*** Block opens ***
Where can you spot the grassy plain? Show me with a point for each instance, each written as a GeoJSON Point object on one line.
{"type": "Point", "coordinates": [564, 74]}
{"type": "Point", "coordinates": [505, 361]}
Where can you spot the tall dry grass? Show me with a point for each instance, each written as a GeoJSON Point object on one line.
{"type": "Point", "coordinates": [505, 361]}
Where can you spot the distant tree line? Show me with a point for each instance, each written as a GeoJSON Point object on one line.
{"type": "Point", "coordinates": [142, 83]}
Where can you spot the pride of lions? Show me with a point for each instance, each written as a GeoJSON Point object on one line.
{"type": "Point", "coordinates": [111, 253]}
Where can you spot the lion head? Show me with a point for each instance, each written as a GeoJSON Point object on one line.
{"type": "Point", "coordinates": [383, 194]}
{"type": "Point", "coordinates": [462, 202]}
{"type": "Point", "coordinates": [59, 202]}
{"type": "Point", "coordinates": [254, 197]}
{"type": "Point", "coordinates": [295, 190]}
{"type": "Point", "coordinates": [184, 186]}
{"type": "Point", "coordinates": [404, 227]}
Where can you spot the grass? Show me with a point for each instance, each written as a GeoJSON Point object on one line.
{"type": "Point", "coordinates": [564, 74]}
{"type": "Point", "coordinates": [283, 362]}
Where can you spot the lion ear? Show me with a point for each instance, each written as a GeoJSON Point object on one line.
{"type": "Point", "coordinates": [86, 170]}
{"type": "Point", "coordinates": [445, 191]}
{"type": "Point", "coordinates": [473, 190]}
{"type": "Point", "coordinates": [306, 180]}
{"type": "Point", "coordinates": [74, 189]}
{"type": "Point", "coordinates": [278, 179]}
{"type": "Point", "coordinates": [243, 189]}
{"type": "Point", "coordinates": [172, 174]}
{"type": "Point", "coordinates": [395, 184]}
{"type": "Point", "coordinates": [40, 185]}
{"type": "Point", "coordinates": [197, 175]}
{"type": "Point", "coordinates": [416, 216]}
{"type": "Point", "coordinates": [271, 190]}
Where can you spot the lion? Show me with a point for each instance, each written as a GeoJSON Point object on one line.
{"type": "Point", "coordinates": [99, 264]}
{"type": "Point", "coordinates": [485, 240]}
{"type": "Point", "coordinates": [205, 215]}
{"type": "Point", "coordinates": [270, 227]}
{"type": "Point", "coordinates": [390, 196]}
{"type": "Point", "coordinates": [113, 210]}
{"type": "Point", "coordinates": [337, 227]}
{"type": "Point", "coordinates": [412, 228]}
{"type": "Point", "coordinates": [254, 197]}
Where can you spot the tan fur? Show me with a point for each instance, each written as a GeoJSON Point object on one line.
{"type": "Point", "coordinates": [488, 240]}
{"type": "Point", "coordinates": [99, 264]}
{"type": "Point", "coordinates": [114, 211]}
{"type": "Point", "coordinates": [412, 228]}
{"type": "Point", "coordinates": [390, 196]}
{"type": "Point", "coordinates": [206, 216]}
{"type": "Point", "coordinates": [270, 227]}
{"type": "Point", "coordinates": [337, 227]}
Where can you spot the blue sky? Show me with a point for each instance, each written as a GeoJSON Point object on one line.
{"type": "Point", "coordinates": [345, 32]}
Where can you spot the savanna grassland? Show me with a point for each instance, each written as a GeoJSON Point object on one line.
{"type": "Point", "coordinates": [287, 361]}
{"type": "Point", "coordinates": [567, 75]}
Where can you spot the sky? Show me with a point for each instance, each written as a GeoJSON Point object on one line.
*** Block closes ***
Extract every line from the one with "Where can you spot the blue" down to the final line above, both included, exactly as written.

(Your response)
Where can you spot the blue sky? Show me with a point for each instance, each written as a GeoJSON Point object on one line.
{"type": "Point", "coordinates": [345, 32]}
Where can you spot the savanna grassland? Show me with a point for each instance, each written as a GeoJSON Point object on one line.
{"type": "Point", "coordinates": [287, 361]}
{"type": "Point", "coordinates": [567, 75]}
Where can you spot the sky? Show me with a point for each instance, each written as a GeoJSON Point object on one line.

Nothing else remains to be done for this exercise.